> **Do this**
Convert the records below into a two-column CSV with the header row "request,response". Write one row per request, put its text and its answer each in a single quoted field with line breaks replaced by spaces, and leave out the pictures.

> **Given records**

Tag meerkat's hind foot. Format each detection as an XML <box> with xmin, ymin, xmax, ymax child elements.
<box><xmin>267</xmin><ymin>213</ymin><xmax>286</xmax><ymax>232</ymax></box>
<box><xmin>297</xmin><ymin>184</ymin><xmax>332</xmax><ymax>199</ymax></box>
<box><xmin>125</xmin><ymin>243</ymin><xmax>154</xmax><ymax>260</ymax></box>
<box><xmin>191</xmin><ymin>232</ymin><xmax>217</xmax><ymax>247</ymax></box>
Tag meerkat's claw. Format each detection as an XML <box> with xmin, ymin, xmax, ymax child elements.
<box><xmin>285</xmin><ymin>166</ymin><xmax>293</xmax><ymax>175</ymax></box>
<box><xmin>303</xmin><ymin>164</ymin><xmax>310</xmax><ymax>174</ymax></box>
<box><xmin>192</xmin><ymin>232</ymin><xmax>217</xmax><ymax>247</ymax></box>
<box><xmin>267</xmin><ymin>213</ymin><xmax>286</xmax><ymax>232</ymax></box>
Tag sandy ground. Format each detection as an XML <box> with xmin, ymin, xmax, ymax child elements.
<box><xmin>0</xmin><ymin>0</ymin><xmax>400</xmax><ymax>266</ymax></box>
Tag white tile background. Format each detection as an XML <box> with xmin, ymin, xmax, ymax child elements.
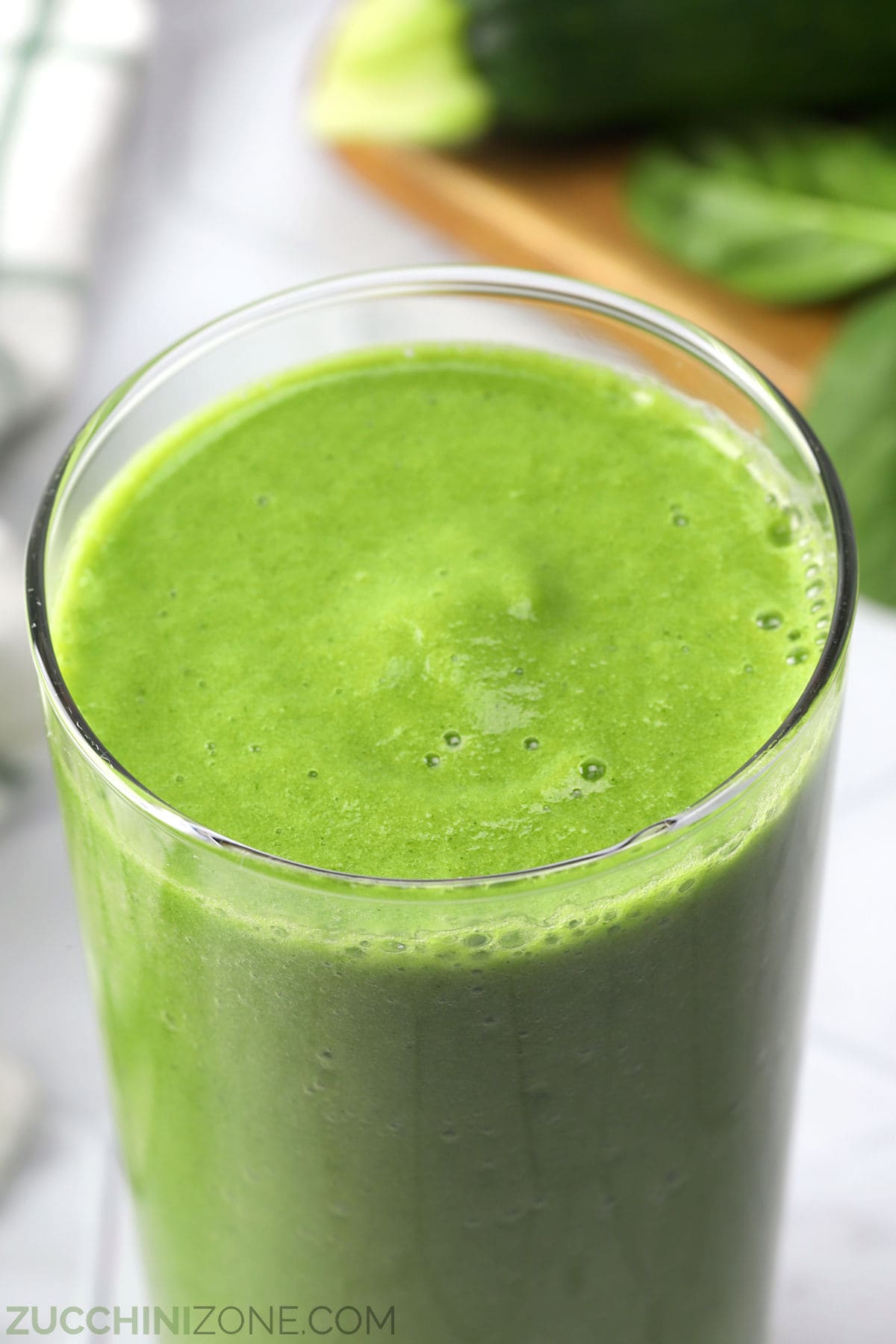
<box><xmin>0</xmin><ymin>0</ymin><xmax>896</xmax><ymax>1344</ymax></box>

> **Answer to this exercise**
request,response
"Tag meerkat's hind foot. Format each detection as an XML <box> with xmin, ymin, xmax, ymax child elements.","<box><xmin>267</xmin><ymin>213</ymin><xmax>286</xmax><ymax>232</ymax></box> <box><xmin>297</xmin><ymin>184</ymin><xmax>332</xmax><ymax>199</ymax></box> <box><xmin>125</xmin><ymin>243</ymin><xmax>154</xmax><ymax>260</ymax></box> <box><xmin>191</xmin><ymin>232</ymin><xmax>217</xmax><ymax>247</ymax></box>"
"Tag meerkat's claw. Format each detection as an XML <box> with xmin, ymin, xmax, ymax child elements.","<box><xmin>285</xmin><ymin>166</ymin><xmax>293</xmax><ymax>175</ymax></box> <box><xmin>303</xmin><ymin>164</ymin><xmax>310</xmax><ymax>174</ymax></box> <box><xmin>192</xmin><ymin>232</ymin><xmax>217</xmax><ymax>247</ymax></box> <box><xmin>267</xmin><ymin>213</ymin><xmax>286</xmax><ymax>232</ymax></box>"
"Tag sandy ground. Format each detection as an XML <box> with xmin, ymin, xmax, ymax child elements.","<box><xmin>0</xmin><ymin>0</ymin><xmax>400</xmax><ymax>266</ymax></box>"
"Tag white tile background. Format each detection as an XML <box> with xmin, ymin, xmax, ymax child elements.","<box><xmin>0</xmin><ymin>0</ymin><xmax>896</xmax><ymax>1344</ymax></box>"